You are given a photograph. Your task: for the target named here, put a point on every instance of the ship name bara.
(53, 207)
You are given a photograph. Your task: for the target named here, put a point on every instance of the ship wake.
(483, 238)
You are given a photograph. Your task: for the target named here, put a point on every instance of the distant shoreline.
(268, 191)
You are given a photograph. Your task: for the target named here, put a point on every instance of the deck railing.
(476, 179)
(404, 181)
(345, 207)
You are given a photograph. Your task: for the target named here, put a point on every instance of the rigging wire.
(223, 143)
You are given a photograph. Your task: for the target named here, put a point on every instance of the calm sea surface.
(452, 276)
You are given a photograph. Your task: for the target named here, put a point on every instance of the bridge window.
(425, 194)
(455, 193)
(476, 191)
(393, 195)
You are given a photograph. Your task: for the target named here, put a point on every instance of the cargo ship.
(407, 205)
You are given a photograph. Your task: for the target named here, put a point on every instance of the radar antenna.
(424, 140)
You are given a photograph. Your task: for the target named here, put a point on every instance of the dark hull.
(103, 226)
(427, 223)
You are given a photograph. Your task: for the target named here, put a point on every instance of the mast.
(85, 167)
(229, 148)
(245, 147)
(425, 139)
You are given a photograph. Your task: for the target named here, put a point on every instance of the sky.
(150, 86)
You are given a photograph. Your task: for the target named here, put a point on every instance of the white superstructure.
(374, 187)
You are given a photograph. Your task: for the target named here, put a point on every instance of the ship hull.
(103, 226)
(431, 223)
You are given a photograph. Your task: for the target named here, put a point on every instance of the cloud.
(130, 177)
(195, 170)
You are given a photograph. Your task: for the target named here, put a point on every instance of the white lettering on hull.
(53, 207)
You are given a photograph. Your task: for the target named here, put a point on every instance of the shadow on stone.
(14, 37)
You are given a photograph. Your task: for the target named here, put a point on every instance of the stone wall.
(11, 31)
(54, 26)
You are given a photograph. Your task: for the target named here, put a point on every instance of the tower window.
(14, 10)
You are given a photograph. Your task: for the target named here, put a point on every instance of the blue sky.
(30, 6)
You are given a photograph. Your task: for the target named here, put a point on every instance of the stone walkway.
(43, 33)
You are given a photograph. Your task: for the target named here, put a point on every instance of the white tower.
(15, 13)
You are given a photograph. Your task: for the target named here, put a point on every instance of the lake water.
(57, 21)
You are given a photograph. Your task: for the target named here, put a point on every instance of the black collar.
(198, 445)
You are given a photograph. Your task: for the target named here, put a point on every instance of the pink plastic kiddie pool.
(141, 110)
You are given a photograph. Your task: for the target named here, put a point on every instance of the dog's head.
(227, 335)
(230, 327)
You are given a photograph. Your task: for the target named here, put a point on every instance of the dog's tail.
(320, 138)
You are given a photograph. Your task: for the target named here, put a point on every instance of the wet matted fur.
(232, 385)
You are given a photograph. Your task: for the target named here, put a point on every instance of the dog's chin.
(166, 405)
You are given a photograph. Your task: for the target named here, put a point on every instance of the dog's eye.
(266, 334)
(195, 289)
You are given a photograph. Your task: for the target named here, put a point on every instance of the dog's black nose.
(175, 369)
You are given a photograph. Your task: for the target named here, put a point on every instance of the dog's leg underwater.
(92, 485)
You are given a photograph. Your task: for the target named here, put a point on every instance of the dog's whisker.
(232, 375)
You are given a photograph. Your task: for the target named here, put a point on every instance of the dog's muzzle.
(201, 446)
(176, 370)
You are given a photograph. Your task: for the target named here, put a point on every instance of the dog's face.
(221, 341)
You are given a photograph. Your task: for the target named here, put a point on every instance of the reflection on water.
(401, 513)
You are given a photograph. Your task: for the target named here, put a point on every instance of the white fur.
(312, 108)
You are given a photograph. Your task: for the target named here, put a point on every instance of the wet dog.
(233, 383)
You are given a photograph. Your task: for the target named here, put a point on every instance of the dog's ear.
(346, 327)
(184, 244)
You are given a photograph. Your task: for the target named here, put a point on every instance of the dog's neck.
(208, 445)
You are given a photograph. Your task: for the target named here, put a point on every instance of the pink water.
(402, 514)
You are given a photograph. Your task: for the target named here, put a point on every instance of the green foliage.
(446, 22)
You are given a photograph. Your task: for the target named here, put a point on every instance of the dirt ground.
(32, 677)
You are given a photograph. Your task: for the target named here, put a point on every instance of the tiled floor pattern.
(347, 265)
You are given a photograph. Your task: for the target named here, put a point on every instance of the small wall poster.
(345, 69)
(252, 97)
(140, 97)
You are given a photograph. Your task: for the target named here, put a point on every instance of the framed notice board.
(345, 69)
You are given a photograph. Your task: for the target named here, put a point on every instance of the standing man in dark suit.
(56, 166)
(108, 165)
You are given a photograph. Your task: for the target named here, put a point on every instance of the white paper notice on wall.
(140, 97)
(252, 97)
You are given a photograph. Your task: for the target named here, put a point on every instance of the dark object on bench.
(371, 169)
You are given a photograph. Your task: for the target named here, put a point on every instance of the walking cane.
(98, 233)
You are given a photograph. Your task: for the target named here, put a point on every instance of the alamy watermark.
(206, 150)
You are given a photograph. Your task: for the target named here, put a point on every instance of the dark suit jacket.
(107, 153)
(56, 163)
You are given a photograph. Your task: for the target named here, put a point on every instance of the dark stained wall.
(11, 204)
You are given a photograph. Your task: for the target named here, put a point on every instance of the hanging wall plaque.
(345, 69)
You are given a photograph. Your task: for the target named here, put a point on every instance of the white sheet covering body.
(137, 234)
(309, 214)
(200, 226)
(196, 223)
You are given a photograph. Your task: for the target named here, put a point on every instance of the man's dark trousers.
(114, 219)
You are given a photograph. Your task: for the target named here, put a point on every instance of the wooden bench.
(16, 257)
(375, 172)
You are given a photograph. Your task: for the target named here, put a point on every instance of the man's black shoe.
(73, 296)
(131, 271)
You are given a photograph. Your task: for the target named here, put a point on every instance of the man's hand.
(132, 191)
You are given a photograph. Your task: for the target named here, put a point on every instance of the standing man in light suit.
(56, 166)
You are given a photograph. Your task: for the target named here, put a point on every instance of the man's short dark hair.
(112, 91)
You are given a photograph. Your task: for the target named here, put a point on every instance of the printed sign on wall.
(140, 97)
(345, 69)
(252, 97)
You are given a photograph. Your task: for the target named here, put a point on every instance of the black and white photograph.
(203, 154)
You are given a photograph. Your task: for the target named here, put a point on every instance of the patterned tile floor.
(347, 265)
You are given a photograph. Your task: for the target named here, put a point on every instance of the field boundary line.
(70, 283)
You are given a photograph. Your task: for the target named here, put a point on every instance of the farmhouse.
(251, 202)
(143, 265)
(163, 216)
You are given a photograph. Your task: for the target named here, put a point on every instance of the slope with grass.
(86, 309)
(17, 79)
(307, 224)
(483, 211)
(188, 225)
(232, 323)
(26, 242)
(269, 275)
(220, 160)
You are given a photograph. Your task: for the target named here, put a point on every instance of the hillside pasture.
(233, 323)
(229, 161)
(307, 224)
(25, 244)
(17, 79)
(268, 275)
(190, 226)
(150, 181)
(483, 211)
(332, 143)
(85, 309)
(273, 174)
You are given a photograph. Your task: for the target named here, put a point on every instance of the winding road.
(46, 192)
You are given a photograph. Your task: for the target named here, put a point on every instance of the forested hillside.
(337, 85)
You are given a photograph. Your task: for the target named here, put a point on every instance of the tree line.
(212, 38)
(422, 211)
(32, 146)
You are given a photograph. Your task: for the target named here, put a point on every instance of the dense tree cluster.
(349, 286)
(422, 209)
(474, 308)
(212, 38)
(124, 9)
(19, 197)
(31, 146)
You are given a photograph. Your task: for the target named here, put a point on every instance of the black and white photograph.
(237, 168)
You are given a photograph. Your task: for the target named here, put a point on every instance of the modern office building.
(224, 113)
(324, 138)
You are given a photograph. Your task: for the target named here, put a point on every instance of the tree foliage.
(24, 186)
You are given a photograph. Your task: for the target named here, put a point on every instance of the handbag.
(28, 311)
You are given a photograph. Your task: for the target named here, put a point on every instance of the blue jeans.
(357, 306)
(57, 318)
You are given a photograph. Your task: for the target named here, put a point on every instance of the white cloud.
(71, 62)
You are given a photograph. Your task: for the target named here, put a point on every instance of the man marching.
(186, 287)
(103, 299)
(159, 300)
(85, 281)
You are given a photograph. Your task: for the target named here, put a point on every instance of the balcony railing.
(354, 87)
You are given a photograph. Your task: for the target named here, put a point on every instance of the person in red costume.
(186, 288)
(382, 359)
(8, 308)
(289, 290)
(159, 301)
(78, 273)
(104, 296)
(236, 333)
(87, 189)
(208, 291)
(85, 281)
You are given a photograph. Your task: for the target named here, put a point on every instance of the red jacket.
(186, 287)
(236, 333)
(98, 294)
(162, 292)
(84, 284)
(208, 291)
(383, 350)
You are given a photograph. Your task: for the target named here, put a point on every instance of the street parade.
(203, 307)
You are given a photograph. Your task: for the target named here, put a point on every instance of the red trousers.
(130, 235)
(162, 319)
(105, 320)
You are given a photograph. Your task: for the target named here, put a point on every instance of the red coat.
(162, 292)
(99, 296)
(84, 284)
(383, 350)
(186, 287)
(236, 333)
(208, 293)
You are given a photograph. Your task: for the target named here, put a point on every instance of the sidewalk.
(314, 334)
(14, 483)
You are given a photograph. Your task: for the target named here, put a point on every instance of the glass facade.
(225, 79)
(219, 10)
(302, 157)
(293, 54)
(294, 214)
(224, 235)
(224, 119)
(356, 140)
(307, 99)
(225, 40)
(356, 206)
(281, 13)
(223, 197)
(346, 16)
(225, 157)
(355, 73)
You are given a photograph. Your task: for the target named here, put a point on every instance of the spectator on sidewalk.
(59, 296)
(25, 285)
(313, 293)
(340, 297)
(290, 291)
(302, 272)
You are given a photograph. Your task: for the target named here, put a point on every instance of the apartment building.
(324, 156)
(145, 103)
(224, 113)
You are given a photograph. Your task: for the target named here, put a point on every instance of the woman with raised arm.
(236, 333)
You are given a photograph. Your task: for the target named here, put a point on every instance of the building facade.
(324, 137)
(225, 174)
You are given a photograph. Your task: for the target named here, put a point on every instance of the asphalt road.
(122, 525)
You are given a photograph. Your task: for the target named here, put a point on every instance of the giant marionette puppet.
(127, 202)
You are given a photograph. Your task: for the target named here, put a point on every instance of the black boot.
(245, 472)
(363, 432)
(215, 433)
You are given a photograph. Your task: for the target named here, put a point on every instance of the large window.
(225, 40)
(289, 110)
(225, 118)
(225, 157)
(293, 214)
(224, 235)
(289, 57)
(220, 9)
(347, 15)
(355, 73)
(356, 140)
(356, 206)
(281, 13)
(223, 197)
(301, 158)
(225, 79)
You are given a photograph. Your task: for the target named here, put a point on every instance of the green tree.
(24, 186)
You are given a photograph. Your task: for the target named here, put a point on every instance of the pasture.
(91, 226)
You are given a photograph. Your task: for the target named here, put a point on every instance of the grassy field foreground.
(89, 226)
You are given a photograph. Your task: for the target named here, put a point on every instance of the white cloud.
● ● ● ● ●
▶ Description of the task
Every line from the line containing "the building facade." to the last line of the material above must be repeated exactly, and no other line.

▶ Result for this task
You are given a photograph. Your task: for the target named here, put a point on every instance of the building facade.
(324, 137)
(225, 174)
You are given a photograph. Your task: for the target named here, put a point on every instance of the asphalt road.
(122, 525)
You are given a photograph. Your task: for the target named here, put a point on every instance of the giant marionette puppet.
(127, 202)
You are given a photograph. Your task: for the target named here, put a point on every instance of the black boot.
(245, 472)
(363, 432)
(215, 433)
You are given a photograph. Your task: for the target named here, put a point on every instance of the large window.
(225, 40)
(289, 110)
(225, 118)
(225, 157)
(293, 214)
(224, 235)
(289, 57)
(220, 9)
(347, 15)
(355, 73)
(356, 140)
(356, 206)
(281, 13)
(223, 197)
(301, 158)
(225, 79)
You are given a photograph. Your task: for the target named here, put a point on every instance of the green tree.
(24, 186)
You are given a photograph. Your task: for the target named here, put a point on every instance of the pasture.
(91, 226)
You are given a photograph. Your task: for the target named here, put a point on every instance of the grassy field foreground.
(89, 226)
You are given a photograph. Your task: for the target named here, put a point on every instance of the white cloud.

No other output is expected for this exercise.